#### Source extract:
"""

Leinster Senior Hurling Championship

Tournament details
- Province: Leinster
- Year: 2025
- Trophy: Bob O'Keeffe Cup
- Date: 19 April – 8 June 2025
- Teams: 6
- Defending champions: Kilkenny

Winners
- Champions: Kilkenny (77th win)
- Manager: Derek Lyng
- Captain: John Donnelly
- Qualify for: Leinster SHC Final All-Ireland SHC

Runners-up
- Runners-up: Galway
- Manager: Micheál Donoghue
- Captain: Conor Whelan

Promotion/Relegation
- Relegated team(s): Antrim

Other
- Matches played: 16
- Total scored: 66-654 (53.25 per game)
- Top Scorer: Lee Chin (3-56)
- Website: Leinster GAA

= 2025 Leinster Senior Hurling Championship =

2022 hurling championship

The 2025 Leinster Senior Hurling Championship was the 2025 installment of the annual Leinster Senior Hurling Championship organised by Leinster GAA. Kilkenny were the defending champions having defeated Dublin in the 2024 final. Kilkenny beat Galway in the final to clinch their sixth win in a row and 77th overall.

== Format ==
=== Group stage (15 matches) ===
Each team plays each other once. The 1st and 2nd placed teams advance to the Leinster final and the 3rd placed team advances to the All-Ireland preliminary quarter-finals. All other teams are eliminated from the championship and the bottom placed team will be relegated to next years Joe McDonagh Cup.

"""

#### Data shown:
"""

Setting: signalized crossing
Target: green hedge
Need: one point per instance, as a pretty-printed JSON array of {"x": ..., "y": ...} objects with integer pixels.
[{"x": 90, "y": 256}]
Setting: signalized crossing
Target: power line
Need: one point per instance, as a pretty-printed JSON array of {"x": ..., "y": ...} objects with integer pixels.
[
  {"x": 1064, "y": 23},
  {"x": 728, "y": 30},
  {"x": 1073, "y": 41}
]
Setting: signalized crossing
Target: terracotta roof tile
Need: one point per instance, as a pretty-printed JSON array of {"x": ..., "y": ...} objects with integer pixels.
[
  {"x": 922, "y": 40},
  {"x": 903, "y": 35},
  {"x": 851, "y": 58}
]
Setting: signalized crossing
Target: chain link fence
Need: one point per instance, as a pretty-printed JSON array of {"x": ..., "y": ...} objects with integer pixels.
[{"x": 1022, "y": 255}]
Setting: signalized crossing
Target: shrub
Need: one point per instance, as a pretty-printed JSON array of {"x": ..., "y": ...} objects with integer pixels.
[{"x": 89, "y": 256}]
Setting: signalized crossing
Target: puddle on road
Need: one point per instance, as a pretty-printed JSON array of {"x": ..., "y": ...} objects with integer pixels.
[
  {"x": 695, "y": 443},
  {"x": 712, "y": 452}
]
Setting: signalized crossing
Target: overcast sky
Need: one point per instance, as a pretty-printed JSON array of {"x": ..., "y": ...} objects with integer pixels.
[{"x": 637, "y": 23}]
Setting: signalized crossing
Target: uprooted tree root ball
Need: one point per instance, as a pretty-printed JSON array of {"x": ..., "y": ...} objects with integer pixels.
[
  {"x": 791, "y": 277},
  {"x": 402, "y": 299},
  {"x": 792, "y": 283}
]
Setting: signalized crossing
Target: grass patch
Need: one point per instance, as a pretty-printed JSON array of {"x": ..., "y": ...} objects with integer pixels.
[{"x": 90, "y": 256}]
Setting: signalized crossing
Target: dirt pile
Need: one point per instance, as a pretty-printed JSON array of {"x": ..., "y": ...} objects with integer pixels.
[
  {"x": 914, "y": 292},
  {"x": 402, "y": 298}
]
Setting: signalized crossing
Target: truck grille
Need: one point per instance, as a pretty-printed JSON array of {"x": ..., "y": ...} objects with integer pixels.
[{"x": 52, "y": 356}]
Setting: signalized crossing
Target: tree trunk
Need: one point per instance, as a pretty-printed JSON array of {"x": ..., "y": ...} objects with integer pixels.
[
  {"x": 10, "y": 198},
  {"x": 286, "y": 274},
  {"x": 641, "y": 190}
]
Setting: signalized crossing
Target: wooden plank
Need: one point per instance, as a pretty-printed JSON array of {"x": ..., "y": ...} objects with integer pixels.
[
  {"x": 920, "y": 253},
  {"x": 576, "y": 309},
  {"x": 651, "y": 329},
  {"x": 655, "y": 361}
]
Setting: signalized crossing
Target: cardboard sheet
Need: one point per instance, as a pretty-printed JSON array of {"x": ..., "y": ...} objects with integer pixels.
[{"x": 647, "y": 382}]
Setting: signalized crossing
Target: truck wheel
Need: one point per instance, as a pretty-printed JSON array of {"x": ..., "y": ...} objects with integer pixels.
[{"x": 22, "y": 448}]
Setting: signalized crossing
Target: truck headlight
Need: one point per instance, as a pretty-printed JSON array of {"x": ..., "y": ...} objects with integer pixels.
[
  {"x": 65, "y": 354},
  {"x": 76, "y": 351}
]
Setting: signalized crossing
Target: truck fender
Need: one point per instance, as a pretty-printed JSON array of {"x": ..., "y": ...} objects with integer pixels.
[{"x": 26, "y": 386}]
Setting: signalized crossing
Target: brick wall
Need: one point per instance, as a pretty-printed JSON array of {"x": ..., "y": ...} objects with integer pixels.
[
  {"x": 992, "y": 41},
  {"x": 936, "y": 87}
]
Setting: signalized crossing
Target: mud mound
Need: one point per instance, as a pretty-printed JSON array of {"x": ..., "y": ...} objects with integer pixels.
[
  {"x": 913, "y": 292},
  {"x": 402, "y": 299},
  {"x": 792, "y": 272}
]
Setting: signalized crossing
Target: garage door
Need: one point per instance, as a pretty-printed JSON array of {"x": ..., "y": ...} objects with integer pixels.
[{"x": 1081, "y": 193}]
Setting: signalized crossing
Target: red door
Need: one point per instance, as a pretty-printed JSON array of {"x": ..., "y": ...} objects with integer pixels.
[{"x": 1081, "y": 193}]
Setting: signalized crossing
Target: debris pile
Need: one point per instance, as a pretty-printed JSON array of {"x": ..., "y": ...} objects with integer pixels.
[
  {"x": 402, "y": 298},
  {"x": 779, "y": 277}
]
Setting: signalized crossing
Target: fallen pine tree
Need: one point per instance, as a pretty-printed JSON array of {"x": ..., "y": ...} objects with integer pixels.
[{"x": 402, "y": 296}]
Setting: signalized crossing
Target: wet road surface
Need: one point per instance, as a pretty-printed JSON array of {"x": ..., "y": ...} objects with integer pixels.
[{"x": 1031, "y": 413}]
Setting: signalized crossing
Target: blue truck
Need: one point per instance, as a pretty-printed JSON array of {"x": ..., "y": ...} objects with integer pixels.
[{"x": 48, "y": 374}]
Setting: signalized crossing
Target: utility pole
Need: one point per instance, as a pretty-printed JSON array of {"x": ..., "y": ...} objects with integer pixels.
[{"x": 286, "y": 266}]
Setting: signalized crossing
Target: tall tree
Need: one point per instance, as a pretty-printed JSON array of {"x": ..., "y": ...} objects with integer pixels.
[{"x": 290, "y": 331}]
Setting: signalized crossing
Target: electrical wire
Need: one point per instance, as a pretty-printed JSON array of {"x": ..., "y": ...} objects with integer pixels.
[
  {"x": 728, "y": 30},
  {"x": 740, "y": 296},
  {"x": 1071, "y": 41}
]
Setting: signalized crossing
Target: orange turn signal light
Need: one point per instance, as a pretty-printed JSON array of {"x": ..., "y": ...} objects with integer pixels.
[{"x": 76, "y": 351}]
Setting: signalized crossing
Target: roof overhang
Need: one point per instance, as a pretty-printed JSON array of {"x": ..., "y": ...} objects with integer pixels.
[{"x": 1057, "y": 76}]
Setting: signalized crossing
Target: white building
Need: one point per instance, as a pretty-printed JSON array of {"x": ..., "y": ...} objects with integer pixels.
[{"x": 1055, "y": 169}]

"""

#### Problems and tasks:
**1)** For each statement, answer yes or no according to the championship text, and quote the words that decide it: (a) Kilkenny were the defending champions. (b) Eight teams took part in the tournament. (c) Galway's captain was Conor Whelan.
**2)** According to the championship text, who was the top scorer, and what was the score?
**3)** Quote the championship text exactly, starting at "2022 hurling championship" and ending at "Joe McDonagh Cup.".
The rows have no connection to the championship text.

#### Per-task answers:
**1)**
(a) Yes: "Defending champions: Kilkenny"
(b) No: "Teams: 6"
(c) Yes: "Runners-up: Galway" and "Captain: Conor Whelan"

**2)** Lee Chin was the top scorer, with 3-56.

**3)**
2022 hurling championship

The 2025 Leinster Senior Hurling Championship was the 2025 installment of the annual Leinster Senior Hurling Championship organised by Leinster GAA. Kilkenny were the defending champions having defeated Dublin in the 2024 final. Kilkenny beat Galway in the final to clinch their sixth win in a row and 77th overall.

== Format ==
=== Group stage (15 matches) ===
Each team plays each other once. The 1st and 2nd placed teams advance to the Leinster final and the 3rd placed team advances to the All-Ireland preliminary quarter-finals. All other teams are eliminated from the championship and the bottom placed team will be relegated to next years Joe McDonagh Cup.